> **Written request**
Copy every line of the material below word for word, changing nothing.

> **Dataset records**
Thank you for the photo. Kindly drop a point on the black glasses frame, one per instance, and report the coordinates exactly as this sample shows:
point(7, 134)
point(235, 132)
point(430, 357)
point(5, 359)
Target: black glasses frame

> **Exercise output**
Thank you for the photo. Kindly drop a point on the black glasses frame, one per instance, and report the coordinates exactly as this sample shows:
point(7, 134)
point(235, 132)
point(430, 357)
point(5, 359)
Target: black glasses frame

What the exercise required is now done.